### Excerpted passage:
----------------------------------------

Thinking about a Christmas Puppy?

Baxter getting his Christmas photo taken at the Little Traverse Bay Humane Society. He was adopted from LTBHS in 2007.

When I was 3 years old, my parents gave me a present I’ll never forget. I woke up to find a tiny Boston Terrier puppy waiting for me under the tree. It was on that day that I fell in love with dogs, a love that I have to this day.

My parents were lucky. A friend had a pair of dogs that she occasionally bred and they were happy to share one of the puppies with my parents. But that was many years ago. Dog breeding has changed and through the internet and pet stores, millions of puppies are now sold every year.

So if you’re thinking of buying a Christmas puppy for your family, please let me take a moment and talk about how to go about that responsibly, and not support puppy mills.

The first option I ask everyone to consider is think about adopting from a shelter or breed rescue. My last four dogs came from rescue and they are just as perfect as the puppies I bought from a breeder. And before you say…. “my kids want a puppy,”  think about the responsibility of a puppy. Ask yourself, are you really ready to put your life on hold for 6-8 weeks? Puppies are babies. They need lots of training time. Potty training is a full time job for the first few weeks. A little older rescue dog is probably already potty trained. And, since they are more fully developed, you can really judge their personality and traits. And believe me, if your kids love dogs, they are not really going to care if it’s a puppy or a more mature dog. The kisses are all the same.

Shelters and breed rescues have puppies too. Both of the dogs I have now came from rescue and both were 6 months old when I got them. Still very much puppies.

But if you have your heart set on a puppy for under the tree, be very careful in selecting a breeder. It’s just a fact that pet store puppies come from puppy mills. No responsible breeder would ever let a third party take their babies and sell them. Pet store puppies come from commercial breeders where the mother dogs get no care, love or recreation. The puppies are often sick and can have poor breeding defects.

Those same puppy mills also have found the internet to be an easy way to sell puppies, most using deceptive practices. Why the deception? Because if people really knew how they treated the dogs in their care, they would be appalled.

----------------------------------------

(Dataset entries)
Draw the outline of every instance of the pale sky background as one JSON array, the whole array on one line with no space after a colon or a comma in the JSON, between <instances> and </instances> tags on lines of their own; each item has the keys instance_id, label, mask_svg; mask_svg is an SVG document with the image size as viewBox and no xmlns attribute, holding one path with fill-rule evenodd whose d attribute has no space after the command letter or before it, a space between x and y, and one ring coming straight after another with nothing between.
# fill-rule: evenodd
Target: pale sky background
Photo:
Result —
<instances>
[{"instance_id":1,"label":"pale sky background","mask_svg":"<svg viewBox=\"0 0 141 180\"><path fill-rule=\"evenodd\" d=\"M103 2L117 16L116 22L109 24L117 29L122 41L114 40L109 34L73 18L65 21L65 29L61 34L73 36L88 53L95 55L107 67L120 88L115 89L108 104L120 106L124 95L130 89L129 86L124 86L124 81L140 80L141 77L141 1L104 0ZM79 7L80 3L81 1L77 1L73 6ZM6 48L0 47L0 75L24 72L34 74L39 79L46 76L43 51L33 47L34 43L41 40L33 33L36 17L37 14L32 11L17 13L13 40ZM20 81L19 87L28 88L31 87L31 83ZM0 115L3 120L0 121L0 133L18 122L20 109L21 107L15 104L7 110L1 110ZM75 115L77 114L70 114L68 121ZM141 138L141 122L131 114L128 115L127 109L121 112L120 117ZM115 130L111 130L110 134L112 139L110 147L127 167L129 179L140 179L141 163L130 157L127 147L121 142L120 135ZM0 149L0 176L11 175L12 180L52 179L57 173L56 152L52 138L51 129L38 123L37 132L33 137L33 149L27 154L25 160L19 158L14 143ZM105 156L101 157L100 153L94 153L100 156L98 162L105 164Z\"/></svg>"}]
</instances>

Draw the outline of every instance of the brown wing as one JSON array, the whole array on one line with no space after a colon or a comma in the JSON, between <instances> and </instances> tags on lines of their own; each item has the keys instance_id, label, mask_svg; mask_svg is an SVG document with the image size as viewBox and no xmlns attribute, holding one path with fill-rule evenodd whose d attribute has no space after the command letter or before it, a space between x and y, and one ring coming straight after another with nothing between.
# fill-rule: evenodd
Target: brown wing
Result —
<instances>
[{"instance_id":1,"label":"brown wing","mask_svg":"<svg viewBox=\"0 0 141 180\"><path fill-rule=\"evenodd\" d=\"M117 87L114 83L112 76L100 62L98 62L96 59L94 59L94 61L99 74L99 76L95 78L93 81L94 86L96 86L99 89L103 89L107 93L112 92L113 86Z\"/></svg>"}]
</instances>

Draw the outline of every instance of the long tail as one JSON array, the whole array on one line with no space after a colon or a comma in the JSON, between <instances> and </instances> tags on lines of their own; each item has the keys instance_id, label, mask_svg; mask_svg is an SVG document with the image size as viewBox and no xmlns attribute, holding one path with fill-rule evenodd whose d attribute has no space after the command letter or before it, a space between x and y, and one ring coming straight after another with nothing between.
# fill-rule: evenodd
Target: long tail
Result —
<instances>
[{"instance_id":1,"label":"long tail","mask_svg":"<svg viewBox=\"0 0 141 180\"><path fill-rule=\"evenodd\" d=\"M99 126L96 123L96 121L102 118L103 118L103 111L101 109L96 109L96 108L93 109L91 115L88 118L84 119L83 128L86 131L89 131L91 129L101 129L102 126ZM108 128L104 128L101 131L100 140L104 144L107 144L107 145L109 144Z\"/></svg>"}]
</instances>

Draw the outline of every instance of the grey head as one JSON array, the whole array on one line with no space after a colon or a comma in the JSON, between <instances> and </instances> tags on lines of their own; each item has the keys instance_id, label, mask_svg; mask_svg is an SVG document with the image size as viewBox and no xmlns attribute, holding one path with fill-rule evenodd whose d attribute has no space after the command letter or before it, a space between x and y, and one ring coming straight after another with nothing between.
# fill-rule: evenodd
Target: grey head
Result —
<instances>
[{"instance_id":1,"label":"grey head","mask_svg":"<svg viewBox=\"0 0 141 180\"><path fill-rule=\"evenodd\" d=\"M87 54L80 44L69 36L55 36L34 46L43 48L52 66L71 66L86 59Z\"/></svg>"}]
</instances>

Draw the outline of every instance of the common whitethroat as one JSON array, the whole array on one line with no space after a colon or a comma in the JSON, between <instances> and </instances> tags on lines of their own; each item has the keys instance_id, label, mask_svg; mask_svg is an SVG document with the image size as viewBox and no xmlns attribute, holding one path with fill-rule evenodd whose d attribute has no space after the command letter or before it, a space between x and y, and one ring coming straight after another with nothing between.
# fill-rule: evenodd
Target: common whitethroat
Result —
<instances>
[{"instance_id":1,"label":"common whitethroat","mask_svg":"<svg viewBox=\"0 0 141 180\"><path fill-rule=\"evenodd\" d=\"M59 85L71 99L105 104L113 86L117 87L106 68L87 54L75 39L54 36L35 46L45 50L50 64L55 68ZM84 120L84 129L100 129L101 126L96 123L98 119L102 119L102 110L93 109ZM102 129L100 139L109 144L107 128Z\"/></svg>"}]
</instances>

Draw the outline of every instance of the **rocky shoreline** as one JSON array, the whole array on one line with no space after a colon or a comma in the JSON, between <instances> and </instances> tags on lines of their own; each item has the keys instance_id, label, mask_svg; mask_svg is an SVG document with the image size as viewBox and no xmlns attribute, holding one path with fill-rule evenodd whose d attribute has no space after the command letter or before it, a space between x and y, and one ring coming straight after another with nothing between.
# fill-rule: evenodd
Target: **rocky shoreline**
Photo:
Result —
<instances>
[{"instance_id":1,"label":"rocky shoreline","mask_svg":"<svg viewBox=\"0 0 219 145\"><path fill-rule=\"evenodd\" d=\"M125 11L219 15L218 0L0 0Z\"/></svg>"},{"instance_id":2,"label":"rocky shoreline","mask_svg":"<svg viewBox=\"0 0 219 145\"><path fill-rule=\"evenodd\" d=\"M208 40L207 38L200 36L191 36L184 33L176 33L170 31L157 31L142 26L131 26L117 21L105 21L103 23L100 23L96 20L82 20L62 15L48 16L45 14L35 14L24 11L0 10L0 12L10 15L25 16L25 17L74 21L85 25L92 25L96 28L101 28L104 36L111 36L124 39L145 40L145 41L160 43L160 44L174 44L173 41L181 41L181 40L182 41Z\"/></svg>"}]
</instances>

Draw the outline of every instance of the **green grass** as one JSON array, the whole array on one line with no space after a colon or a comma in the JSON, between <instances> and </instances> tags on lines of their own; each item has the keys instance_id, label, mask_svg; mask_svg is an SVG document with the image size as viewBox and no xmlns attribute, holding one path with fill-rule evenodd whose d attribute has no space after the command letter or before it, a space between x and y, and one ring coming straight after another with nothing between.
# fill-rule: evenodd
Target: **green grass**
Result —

----------------------------------------

### What is required:
Carry on the Christmas puppy article, picking up right after its final sentence. The material above is separate from the Christmas puppy article.

### Output for this exercise:
Puppy mills sell through websites that are basically a clearing house for puppies. If a seller will ship a dog to you without allowing you to meet the mother or see how she is raised, you’re probably dealing with a puppy mill.  They are counting on you to fall in love with the photo they send you. As hard as it is, walk away. The only way to end cruelty is to stop supporting it.

So how do you find a puppy that is raised in a loving home? The breed club in your state is a good place to start. If you’re looking for a Golden Retriever, start with your state’s Golden Retriever breed club. Know a friend with a Golden Retriever, ask them for a recommendation. Talk to your vet. And then do your research. Interview the breeder, interview the breeder’s vet, other people who have bought puppies from the breeder and most importantly, check it out with your own eyes. How often does this breeder breed their dogs? Do they live in the house or in an outbuilding with many other dogs? Ask for heath certifications. If you feel any hesitation, walk away.

The only way to end cruelty is to stop buying from cruel breeders. And the worst thing that can happen to a family is to unwittingly buy a sick dog and then be faced with huge vet bills for the new puppy.  Most shelters and rescues make sure their dogs are healthy, neutered and up to date on vaccines before they are put up for adoption. So once again, rescue has many benefits.

Our local shelters are full of great dogs. So before you buy, stop in and visit. You’ll be happy you did!